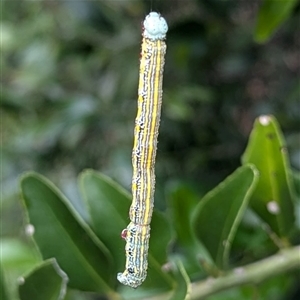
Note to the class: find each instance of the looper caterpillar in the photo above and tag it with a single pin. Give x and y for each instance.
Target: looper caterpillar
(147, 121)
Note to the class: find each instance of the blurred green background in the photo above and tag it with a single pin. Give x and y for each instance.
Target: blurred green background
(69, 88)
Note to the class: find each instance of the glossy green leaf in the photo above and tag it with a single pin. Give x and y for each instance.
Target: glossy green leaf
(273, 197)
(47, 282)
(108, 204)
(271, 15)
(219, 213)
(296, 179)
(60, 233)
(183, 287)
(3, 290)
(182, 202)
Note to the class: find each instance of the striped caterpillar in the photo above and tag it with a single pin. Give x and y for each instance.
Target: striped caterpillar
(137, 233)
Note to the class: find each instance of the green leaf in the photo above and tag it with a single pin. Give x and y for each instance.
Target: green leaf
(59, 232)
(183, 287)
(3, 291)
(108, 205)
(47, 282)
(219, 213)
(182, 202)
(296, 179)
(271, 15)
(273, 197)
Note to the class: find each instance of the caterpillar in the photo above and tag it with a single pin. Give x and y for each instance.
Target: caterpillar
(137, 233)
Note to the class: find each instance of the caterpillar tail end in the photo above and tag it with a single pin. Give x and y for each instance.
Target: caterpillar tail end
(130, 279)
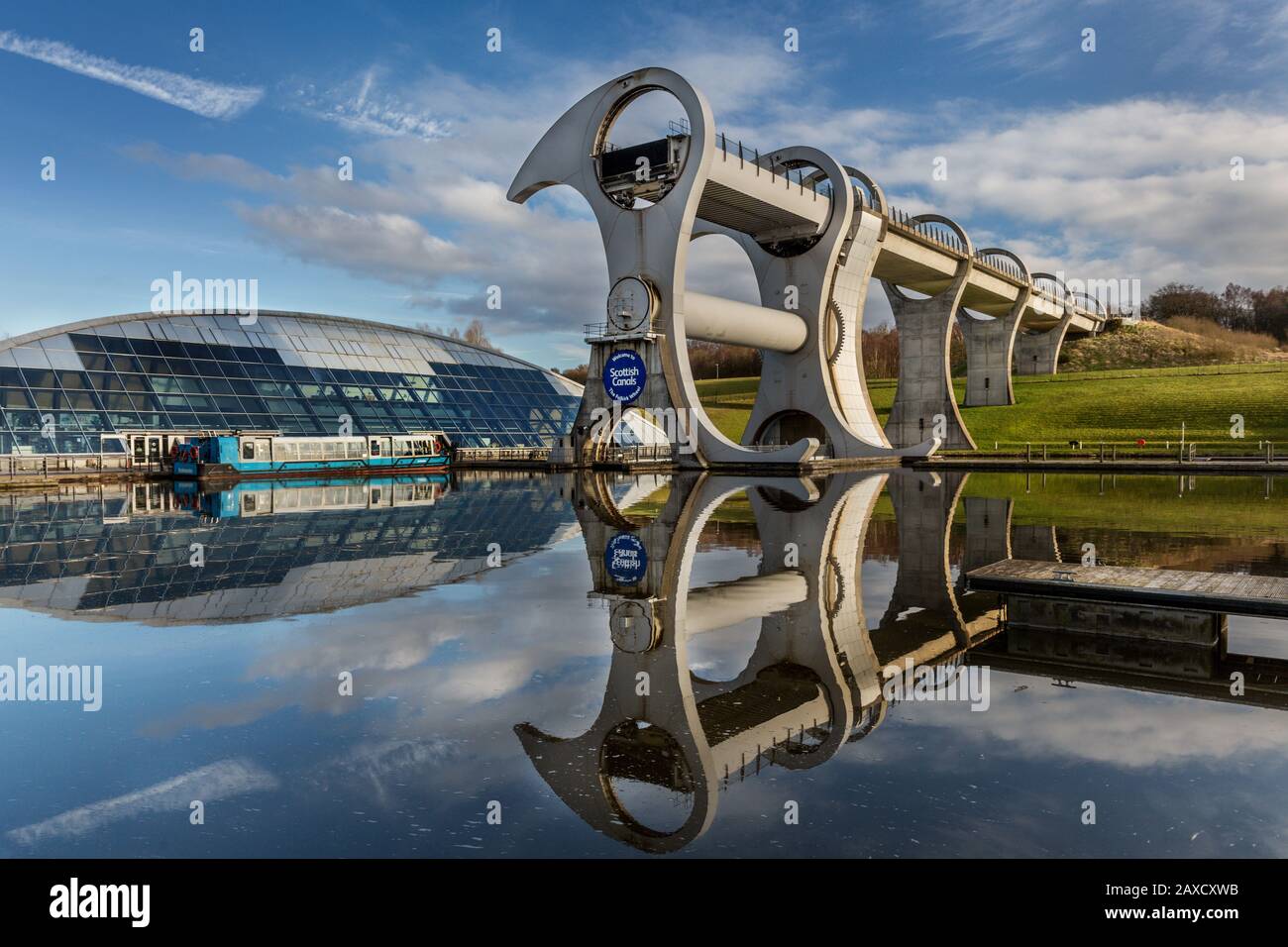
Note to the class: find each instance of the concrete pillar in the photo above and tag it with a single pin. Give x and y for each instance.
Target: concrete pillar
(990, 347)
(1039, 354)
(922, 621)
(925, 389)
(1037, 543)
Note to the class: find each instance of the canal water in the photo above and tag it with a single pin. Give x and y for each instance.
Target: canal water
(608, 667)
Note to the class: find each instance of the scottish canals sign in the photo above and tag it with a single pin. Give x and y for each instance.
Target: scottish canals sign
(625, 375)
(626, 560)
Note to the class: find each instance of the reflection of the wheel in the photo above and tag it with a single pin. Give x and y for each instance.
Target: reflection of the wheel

-- -- --

### Exercise description
All lines holding the word "reflection" must be found in the listing and copied.

### Answer for the task
Note to the class: find each instance of the reflection of the wheel in the photo above and tag it with a single pin. Give x and y for each instance.
Target: reflection of the wheel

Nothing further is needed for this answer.